**Job**
Locate every line in the listing below that contains the word "green" and copy each of those lines in full.
>> start Data records
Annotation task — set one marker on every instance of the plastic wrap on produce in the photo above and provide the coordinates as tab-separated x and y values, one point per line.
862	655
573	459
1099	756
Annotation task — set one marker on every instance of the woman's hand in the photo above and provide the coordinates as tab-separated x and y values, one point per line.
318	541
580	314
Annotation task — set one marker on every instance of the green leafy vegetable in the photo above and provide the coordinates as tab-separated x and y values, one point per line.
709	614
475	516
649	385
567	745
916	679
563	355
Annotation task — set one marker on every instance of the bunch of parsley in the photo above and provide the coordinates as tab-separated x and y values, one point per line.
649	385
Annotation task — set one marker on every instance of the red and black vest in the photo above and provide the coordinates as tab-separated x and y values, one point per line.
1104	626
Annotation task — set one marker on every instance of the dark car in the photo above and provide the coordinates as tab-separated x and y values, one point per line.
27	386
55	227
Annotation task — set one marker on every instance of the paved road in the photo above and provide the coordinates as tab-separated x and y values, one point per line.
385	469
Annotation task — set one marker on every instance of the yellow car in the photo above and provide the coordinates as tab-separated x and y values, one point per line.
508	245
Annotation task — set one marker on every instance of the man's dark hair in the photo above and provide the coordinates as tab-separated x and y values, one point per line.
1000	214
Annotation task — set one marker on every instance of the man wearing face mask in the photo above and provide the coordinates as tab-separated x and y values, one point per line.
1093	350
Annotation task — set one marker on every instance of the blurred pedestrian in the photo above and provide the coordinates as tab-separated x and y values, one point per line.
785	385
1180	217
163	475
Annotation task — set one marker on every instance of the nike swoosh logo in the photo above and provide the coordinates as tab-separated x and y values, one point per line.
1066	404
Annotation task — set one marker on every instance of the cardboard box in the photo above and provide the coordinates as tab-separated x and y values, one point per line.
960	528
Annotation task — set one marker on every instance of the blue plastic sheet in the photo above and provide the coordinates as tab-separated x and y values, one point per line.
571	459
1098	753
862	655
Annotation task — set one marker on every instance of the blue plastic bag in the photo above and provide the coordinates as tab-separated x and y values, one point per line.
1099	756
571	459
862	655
>> end Data records
>> start Data records
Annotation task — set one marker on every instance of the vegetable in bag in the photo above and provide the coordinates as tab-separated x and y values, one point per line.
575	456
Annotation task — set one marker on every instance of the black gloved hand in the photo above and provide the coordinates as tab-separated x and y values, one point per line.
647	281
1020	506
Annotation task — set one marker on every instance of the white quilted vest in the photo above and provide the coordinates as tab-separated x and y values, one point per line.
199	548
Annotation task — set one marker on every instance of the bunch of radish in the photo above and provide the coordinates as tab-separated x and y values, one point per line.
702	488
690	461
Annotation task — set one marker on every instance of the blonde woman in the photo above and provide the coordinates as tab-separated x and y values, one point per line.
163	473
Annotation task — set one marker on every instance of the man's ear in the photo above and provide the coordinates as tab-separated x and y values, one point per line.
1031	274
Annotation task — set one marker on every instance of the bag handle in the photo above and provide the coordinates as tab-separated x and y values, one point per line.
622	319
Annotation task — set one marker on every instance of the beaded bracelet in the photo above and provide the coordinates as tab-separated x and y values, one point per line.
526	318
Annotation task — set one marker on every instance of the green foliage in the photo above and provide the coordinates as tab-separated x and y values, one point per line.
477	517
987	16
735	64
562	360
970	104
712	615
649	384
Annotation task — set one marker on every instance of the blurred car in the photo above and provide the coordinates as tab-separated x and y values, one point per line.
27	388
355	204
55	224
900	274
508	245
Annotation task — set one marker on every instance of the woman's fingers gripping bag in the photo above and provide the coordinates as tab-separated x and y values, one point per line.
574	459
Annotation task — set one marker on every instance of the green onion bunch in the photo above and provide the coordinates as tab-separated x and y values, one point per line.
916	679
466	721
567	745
>> end Data records
**Result of this exercise**
Annotation task — set one marker on every instance of the green leafy vegetable in the photo above and provide the coordinates as tab-separated x and y values, one point per line.
Annotation task — set one marker on every instance of the green foliage in the photo above and provide the coordinates as tab-separated x and y values, one point per line.
Annotation task — set one marker on every instance of the green onion bunch in the photo above and provide the coordinates as tab-separated x and y values, one point per line.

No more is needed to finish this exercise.